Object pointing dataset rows
/---
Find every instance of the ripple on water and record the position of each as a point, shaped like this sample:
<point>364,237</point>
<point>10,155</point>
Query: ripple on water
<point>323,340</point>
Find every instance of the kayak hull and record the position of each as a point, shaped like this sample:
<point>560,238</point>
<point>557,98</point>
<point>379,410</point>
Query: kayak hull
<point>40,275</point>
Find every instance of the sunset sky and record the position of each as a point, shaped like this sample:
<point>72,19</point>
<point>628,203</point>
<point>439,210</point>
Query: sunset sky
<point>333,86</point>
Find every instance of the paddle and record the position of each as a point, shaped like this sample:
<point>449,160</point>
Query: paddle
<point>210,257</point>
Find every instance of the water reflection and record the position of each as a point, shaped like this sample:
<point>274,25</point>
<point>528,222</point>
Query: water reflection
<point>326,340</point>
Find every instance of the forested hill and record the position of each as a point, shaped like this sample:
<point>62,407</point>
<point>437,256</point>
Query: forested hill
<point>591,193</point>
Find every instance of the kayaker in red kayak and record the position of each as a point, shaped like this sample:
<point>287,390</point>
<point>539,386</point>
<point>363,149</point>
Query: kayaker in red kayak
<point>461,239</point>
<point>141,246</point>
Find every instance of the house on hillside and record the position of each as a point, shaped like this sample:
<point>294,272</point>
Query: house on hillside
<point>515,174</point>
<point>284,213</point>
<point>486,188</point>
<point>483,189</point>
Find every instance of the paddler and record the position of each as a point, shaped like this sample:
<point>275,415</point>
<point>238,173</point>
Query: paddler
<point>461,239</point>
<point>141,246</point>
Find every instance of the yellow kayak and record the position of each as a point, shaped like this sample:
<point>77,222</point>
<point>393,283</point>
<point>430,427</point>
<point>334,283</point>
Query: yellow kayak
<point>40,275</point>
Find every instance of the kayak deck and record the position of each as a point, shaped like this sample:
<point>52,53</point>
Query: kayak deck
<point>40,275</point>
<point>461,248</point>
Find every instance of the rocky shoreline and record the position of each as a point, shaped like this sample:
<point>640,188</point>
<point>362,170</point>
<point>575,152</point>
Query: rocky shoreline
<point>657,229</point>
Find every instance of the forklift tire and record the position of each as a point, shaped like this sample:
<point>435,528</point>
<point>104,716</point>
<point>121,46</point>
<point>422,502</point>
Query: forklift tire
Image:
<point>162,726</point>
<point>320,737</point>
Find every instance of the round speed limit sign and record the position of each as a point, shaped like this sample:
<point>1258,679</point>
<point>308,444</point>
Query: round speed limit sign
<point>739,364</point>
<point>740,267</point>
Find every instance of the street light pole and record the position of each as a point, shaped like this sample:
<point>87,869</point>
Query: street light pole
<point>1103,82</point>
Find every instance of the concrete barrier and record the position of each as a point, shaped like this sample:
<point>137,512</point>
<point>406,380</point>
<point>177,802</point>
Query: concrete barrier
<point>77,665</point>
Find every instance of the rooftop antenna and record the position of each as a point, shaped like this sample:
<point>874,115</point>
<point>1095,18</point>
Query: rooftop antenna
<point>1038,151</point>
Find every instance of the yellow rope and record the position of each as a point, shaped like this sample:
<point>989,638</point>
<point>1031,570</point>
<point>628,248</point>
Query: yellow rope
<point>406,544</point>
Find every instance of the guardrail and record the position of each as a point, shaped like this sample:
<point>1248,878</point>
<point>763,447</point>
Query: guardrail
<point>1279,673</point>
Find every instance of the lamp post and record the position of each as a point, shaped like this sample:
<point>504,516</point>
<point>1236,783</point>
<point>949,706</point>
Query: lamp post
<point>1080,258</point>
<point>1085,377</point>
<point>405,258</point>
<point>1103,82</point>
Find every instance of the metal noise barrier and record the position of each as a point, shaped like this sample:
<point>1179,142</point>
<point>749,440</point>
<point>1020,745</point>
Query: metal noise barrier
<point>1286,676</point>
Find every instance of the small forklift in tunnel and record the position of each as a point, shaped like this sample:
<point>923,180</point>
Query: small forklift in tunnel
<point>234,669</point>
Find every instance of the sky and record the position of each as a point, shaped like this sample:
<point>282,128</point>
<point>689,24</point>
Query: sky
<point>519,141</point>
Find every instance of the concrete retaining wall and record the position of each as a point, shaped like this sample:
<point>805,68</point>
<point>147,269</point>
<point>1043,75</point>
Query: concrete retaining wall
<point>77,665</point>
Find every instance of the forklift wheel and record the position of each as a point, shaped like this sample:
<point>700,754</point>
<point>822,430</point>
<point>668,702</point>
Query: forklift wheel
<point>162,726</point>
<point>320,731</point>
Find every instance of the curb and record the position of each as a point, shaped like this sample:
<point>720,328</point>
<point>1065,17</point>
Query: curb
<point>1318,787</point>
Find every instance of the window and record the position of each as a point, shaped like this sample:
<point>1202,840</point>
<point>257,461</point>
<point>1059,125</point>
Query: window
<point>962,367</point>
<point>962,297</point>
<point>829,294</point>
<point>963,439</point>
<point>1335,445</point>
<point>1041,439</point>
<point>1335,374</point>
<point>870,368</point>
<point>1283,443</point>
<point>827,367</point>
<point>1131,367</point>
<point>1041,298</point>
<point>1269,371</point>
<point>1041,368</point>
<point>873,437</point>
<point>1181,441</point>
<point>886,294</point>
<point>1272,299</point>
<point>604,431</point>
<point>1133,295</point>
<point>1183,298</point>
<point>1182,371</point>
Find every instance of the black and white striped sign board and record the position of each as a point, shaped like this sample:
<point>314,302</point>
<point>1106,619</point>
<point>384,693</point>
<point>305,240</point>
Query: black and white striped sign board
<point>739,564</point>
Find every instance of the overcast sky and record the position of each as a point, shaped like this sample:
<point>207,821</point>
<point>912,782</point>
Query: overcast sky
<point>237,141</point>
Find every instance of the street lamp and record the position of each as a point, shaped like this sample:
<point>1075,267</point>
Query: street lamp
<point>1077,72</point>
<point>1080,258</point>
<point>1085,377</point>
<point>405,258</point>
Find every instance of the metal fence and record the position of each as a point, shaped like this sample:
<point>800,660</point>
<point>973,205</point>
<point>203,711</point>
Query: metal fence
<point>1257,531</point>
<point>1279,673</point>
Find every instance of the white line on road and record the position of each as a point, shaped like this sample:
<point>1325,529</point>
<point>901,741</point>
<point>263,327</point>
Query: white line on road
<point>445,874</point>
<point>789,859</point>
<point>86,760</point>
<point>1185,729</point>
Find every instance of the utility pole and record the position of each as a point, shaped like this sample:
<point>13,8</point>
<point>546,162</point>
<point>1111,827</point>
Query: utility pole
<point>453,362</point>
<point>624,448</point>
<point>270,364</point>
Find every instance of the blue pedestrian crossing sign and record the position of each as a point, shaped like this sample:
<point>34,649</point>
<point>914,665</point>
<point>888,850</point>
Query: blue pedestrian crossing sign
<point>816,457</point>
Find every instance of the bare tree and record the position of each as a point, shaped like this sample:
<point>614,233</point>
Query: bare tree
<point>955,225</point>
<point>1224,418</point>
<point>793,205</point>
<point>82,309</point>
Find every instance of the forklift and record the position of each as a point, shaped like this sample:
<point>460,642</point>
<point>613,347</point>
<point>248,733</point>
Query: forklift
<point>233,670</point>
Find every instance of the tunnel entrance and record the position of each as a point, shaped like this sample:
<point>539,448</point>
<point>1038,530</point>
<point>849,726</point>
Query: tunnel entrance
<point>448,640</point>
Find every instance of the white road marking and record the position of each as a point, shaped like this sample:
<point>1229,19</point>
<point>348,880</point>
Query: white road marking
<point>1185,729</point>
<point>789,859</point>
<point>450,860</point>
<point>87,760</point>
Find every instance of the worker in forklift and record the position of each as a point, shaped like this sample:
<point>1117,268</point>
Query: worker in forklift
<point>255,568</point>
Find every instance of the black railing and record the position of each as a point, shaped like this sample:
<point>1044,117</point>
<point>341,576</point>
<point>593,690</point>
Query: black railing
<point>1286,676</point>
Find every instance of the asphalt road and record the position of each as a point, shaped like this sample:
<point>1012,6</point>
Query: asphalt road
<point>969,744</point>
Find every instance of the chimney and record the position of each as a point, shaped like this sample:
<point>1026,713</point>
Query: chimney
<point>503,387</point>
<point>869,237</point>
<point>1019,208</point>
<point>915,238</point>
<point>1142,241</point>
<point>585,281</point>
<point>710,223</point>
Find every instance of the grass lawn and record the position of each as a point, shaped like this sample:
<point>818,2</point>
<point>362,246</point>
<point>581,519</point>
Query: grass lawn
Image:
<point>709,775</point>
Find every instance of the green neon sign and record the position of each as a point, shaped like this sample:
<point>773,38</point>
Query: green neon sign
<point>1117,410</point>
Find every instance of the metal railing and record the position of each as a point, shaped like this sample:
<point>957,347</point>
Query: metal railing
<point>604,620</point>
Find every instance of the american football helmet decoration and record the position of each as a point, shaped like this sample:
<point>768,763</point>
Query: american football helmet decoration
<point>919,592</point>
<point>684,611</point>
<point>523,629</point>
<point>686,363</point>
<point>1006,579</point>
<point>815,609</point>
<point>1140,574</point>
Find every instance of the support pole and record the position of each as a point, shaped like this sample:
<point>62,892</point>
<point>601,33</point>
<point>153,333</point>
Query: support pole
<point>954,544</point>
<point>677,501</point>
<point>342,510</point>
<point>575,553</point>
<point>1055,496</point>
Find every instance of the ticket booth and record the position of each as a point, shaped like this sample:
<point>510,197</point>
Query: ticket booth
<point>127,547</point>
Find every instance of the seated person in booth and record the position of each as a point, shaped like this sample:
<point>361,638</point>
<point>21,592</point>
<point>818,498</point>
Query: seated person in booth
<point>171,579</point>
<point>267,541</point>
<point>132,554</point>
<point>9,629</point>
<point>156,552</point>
\---
- EXERCISE BRIEF:
Reproduce the lines word for word, starting at the one holding "Find every instance of the american" and ending at the final line of the material above.

- CORRECT ANSWER:
Find every instance of the american football helmet decoration and record the position of each as a point, shaped like this sample:
<point>768,763</point>
Query: american football helmet decoration
<point>919,592</point>
<point>684,611</point>
<point>523,629</point>
<point>686,363</point>
<point>1006,579</point>
<point>815,609</point>
<point>1140,574</point>
Find every instance of the support pole and record the position of each as a point, shaped like this sample:
<point>62,892</point>
<point>601,33</point>
<point>153,333</point>
Query: support pole
<point>954,544</point>
<point>677,501</point>
<point>342,510</point>
<point>575,553</point>
<point>1055,496</point>
Find every instance of the ticket booth and record the position of each as a point, shaped like this sample:
<point>510,197</point>
Query: ticket booth
<point>127,547</point>
Find every instance of the seated person in booth and record the position of each as a point, shaped like this sample:
<point>361,638</point>
<point>21,592</point>
<point>818,498</point>
Query: seated person in booth
<point>171,579</point>
<point>267,541</point>
<point>132,554</point>
<point>9,629</point>
<point>156,552</point>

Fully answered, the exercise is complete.